■ Task goal:
List each distinct username that appears in a comment header in the comment thread below.

■ Document section:
## begin

Jensson 4 hours ago [-]
> This died day 1 when you bombed a fucking school and killed 168 girls

I didn't bomb a school, I am not American. Americans are much more against this war than most people of the world. I know a lot of Iranians that are very happy that the regime is getting bombed.

lm28469 4 hours ago [-]
> I know a lot of Iranians that are very happy that the regime is getting bombed.

Ask them about the electrical infrastructure, or the unis, or the research enters, or the heritage sites... How did it go in Afghanistan btw? The "democracy" was delivered and well received right?

BigTTYGothGF 2 hours ago [-]
lm28469 4 hours ago [-]
> Even Russia and Ukraine doesn't bomb third party countries

Third party to who? they all host US bases lmao, a country which just attacked them without declaring war, pearl harbor style, without congress approval, against all kind of international laws, because israel was going in anyways (according to Rubio) for their holy war

Stop drinking the kool aid and plug in your brain, it's way more nuanced than you're lead to believe. No one is "crazy", they all have very rational reasons for what they're doing, the fact that you don't even try to understand them doesn't mean they don't exist.

## end

■ Dataset excerpt:
## begin

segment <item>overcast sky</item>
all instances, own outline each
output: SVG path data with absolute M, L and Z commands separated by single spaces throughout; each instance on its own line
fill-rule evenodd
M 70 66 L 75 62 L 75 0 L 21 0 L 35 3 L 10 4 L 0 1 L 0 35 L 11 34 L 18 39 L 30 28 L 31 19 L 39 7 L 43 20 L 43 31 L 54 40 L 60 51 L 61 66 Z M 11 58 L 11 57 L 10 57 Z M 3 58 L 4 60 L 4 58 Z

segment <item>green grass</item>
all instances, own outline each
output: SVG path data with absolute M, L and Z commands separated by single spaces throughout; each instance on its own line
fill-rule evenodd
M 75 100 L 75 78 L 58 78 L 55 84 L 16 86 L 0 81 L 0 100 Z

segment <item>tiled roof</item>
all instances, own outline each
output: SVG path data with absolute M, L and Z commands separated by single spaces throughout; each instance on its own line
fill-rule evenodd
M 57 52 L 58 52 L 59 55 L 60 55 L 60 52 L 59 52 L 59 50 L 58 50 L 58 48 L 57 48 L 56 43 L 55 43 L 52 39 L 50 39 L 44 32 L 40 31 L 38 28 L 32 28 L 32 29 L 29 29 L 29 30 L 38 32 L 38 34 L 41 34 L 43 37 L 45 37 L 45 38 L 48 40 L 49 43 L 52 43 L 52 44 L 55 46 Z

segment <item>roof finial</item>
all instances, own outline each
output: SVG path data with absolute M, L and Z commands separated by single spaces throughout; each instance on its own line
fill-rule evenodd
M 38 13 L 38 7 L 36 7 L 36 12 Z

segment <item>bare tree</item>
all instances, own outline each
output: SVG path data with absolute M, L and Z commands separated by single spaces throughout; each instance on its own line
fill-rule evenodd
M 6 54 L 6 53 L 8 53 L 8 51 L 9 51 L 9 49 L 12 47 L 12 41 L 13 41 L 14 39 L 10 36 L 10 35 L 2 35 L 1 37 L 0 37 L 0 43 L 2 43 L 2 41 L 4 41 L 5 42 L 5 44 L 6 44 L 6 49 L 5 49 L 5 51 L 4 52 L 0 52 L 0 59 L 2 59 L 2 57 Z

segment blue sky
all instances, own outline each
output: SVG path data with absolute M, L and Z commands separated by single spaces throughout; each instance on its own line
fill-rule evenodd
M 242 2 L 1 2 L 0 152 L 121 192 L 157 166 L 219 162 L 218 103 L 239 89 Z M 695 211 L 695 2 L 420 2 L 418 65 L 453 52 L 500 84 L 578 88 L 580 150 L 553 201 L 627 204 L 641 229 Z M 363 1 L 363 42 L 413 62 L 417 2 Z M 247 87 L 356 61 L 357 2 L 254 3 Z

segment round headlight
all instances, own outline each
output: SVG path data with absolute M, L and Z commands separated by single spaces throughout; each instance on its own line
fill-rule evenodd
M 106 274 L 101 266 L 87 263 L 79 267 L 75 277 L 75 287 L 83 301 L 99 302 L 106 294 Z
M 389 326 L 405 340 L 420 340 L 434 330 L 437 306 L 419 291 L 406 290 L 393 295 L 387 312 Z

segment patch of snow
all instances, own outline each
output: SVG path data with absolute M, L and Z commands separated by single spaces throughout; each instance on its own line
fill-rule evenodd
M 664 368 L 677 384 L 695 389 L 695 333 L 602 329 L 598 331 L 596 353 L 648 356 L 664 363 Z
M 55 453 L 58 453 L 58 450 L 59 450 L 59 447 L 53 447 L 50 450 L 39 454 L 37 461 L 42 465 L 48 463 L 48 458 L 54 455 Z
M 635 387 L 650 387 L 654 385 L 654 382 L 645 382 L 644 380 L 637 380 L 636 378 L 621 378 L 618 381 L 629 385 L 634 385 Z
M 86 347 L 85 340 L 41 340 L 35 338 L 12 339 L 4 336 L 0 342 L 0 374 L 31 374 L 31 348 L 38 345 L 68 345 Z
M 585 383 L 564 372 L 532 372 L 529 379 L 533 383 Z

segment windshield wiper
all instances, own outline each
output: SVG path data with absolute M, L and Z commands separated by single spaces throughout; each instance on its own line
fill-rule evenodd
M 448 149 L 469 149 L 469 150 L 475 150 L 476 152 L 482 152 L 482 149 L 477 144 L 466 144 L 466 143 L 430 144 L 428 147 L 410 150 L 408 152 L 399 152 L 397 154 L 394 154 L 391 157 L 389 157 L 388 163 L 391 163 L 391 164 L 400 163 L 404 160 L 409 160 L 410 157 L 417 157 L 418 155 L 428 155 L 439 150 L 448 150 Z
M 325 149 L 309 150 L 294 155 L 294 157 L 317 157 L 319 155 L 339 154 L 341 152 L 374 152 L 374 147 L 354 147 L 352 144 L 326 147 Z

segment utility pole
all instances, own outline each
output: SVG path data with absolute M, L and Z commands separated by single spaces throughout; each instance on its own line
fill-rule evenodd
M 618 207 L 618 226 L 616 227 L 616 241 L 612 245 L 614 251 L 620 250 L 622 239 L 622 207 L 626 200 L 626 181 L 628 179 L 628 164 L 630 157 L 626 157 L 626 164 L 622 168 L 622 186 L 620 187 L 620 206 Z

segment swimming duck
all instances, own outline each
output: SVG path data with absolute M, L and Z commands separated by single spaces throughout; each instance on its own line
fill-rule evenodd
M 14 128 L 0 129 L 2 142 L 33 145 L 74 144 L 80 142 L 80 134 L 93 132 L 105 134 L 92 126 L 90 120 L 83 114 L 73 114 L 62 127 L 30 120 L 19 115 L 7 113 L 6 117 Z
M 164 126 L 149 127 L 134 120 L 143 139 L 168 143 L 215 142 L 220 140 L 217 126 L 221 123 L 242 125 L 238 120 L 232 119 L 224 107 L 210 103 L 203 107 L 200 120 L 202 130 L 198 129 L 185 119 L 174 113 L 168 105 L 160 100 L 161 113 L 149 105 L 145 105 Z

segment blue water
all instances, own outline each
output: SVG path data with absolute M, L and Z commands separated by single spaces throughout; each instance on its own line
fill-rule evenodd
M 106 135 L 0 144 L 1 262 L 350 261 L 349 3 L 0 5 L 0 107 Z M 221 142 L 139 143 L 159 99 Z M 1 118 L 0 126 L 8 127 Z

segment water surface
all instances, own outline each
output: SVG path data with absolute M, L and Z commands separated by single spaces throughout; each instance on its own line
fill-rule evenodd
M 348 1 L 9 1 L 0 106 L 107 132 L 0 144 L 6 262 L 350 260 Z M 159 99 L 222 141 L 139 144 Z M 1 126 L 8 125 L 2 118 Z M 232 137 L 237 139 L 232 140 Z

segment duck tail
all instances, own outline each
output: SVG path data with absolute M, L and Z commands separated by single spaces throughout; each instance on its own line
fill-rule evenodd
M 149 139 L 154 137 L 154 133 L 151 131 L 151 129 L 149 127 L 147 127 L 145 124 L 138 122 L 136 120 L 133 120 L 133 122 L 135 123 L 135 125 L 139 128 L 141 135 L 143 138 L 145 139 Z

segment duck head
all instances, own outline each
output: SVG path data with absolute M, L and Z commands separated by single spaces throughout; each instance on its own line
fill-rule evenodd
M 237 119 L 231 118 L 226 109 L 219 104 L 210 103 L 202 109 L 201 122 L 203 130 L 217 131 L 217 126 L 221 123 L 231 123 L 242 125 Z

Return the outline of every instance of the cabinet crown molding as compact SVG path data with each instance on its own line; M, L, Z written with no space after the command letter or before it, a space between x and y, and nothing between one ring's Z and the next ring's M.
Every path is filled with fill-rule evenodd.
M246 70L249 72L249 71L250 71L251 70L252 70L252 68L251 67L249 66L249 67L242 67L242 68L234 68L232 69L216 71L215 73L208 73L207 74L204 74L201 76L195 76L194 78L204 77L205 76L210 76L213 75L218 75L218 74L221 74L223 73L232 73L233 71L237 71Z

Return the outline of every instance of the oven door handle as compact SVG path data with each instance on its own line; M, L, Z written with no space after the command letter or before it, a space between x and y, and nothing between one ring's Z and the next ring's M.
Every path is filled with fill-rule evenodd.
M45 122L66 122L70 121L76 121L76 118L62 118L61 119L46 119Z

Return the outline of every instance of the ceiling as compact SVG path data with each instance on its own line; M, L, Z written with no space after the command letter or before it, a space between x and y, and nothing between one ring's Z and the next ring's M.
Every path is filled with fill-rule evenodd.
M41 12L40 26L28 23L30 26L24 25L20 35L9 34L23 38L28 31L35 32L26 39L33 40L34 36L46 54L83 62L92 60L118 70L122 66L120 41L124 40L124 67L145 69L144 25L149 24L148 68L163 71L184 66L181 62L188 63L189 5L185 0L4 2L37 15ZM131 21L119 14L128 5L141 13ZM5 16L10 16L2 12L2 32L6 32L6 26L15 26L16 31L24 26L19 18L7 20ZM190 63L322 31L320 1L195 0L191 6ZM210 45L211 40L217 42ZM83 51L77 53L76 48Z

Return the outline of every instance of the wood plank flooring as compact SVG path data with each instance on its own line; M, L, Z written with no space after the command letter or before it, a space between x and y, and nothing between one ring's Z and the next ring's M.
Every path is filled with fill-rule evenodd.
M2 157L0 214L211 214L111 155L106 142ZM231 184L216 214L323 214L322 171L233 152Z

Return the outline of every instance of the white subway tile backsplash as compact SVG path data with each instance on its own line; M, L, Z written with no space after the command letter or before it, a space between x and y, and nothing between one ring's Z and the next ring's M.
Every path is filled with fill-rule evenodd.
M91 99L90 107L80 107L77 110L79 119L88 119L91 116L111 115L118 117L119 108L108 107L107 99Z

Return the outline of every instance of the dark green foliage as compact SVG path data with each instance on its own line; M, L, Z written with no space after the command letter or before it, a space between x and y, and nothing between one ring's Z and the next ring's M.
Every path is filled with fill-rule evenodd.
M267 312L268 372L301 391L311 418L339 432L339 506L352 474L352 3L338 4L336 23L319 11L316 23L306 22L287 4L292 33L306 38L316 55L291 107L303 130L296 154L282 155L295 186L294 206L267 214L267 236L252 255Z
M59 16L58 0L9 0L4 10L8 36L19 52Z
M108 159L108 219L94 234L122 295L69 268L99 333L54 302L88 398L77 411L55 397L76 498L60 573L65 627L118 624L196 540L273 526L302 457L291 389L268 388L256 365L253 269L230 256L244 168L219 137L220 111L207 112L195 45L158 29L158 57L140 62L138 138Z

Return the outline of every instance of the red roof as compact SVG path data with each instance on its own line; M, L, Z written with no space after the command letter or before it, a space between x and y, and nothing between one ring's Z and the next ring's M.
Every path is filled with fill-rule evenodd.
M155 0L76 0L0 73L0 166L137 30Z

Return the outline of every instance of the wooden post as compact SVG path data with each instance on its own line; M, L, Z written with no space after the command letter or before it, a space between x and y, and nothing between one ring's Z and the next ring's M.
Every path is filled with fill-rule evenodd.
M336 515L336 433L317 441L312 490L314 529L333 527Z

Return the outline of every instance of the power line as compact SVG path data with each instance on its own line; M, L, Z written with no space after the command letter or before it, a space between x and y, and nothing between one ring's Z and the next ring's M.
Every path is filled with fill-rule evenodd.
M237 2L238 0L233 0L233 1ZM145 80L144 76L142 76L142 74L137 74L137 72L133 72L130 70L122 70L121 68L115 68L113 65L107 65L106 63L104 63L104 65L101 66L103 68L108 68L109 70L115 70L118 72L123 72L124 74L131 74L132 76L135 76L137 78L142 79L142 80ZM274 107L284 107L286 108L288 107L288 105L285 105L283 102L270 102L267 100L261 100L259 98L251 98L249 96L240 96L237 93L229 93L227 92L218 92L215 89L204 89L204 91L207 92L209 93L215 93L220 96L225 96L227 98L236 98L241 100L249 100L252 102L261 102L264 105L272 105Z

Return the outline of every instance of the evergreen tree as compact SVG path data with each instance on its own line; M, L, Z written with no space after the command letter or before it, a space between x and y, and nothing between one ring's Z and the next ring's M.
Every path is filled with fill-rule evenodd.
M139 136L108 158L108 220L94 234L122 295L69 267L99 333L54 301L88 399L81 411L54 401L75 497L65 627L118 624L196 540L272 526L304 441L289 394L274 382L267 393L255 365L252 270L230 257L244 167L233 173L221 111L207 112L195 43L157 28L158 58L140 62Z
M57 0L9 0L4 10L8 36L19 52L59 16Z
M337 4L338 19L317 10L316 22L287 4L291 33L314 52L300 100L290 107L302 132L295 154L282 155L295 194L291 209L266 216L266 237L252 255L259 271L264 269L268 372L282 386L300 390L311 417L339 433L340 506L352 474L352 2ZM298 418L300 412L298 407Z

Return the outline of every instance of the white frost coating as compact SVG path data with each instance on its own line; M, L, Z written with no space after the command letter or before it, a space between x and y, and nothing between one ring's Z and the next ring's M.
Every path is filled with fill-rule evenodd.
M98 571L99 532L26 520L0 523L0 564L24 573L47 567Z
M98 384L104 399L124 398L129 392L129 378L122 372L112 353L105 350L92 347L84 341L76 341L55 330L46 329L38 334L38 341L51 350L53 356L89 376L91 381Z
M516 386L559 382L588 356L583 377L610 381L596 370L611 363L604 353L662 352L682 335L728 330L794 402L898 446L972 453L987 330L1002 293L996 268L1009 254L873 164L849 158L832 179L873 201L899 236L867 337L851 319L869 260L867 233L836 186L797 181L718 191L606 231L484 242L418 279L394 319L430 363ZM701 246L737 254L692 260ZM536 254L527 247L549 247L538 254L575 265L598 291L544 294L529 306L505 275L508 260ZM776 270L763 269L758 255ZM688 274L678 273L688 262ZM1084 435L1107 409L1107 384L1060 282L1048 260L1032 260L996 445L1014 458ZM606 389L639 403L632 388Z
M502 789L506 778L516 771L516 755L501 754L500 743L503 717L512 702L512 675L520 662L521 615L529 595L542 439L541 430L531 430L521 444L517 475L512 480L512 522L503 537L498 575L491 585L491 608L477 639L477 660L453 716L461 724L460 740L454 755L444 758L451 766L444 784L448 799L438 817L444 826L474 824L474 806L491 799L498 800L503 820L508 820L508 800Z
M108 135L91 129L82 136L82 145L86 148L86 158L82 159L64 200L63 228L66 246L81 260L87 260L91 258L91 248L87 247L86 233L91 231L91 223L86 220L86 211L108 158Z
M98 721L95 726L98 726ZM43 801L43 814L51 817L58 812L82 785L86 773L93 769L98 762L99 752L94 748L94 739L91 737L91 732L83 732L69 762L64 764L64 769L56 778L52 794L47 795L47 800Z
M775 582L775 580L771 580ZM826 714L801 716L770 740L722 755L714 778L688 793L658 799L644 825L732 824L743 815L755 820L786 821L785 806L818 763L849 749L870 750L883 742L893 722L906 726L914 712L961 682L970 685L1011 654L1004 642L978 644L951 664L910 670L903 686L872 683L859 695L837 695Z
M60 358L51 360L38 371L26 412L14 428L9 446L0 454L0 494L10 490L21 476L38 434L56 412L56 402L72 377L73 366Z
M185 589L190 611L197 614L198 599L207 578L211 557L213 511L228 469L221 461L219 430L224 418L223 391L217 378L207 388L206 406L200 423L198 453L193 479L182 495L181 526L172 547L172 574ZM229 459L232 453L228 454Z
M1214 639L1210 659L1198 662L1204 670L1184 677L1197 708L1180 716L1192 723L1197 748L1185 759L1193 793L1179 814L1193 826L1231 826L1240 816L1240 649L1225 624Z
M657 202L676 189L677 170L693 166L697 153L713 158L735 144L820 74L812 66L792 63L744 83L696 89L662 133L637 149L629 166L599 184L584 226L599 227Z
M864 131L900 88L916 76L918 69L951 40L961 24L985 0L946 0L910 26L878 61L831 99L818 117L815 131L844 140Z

## end

■ Task output:
Jensson, lm28469, BigTTYGothGF